** TASK DETAILS **
In the data below, find each line containing the string "pointed" and return it.

"""

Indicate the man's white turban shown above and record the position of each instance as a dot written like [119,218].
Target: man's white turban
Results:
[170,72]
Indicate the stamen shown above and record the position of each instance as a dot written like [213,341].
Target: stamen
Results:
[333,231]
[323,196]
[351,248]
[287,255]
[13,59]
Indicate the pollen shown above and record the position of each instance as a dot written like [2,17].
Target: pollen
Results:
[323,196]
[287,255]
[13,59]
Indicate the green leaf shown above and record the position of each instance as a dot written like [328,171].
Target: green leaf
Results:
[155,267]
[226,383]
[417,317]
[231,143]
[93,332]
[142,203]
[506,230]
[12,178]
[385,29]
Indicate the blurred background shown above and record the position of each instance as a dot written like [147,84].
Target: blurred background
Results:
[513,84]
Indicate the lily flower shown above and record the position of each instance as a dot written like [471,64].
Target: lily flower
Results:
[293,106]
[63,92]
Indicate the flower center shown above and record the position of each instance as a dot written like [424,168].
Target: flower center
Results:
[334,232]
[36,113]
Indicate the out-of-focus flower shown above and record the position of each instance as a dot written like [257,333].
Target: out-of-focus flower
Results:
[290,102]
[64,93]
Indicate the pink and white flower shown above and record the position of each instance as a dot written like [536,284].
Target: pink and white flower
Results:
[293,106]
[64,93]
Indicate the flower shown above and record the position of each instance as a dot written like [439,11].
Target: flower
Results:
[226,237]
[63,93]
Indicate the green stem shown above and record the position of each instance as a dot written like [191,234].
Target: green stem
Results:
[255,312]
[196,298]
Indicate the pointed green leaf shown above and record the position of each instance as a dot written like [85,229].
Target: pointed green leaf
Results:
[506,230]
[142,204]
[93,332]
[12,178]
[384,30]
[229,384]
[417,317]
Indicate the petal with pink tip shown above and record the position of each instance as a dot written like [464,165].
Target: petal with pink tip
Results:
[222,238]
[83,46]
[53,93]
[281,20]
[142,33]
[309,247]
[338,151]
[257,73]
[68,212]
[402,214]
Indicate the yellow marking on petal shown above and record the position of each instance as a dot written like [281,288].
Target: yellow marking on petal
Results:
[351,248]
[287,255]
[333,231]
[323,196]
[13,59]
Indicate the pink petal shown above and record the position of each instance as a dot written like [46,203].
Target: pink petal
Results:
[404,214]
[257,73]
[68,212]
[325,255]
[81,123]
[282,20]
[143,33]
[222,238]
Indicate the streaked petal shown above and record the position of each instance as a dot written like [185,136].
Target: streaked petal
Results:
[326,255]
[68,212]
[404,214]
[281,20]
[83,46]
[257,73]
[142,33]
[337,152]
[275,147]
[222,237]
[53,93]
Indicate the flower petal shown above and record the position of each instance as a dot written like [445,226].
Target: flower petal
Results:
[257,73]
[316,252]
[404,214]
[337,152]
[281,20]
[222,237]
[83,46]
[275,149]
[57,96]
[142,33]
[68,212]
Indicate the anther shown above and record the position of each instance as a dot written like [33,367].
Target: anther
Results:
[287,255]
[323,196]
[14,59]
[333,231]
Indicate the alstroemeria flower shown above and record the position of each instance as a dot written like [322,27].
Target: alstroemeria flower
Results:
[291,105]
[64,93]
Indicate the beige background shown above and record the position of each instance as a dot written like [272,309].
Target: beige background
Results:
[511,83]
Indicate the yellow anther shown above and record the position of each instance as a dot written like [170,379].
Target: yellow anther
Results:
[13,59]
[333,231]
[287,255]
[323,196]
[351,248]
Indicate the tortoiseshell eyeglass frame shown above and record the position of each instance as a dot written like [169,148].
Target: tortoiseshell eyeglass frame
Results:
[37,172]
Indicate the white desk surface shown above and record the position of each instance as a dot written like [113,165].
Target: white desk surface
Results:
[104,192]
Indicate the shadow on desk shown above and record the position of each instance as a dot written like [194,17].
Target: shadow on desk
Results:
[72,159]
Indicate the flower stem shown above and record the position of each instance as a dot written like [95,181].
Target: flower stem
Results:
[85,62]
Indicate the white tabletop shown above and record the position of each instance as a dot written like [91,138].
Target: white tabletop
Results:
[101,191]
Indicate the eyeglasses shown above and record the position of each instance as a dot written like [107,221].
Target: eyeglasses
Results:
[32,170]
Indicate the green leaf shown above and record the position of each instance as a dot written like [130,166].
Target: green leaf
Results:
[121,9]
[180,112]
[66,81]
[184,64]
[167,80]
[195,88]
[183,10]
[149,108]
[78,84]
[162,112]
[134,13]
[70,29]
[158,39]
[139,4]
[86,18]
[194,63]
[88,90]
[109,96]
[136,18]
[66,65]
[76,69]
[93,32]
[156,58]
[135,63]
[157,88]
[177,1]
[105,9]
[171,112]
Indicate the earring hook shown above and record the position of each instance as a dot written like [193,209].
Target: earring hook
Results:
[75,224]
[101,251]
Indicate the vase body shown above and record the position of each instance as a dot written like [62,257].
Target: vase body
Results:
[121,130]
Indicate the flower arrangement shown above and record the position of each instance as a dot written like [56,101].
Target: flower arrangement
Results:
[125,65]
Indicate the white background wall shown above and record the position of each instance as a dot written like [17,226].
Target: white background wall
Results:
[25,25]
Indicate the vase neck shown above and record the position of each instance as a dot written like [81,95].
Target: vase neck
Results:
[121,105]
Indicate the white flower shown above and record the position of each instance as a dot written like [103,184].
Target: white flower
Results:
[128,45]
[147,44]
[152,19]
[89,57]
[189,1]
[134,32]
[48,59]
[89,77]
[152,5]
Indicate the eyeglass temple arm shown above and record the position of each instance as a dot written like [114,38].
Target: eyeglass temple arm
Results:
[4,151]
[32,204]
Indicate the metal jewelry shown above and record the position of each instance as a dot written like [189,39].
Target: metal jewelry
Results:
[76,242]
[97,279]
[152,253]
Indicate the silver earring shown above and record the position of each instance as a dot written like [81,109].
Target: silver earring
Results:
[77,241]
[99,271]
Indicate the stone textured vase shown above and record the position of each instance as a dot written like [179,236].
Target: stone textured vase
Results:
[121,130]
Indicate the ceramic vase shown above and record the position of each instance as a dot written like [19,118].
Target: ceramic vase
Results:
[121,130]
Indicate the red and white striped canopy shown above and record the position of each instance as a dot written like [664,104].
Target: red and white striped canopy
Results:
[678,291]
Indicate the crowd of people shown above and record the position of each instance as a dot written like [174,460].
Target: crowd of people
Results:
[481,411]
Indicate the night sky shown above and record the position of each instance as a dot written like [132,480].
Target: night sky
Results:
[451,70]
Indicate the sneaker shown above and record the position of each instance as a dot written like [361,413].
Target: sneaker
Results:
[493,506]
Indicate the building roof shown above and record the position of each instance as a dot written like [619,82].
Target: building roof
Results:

"""

** SOLUTION **
Indicate the pointed green leaf shown above and record the position of each instance as a dot written like [85,229].
Target: pointed green leaf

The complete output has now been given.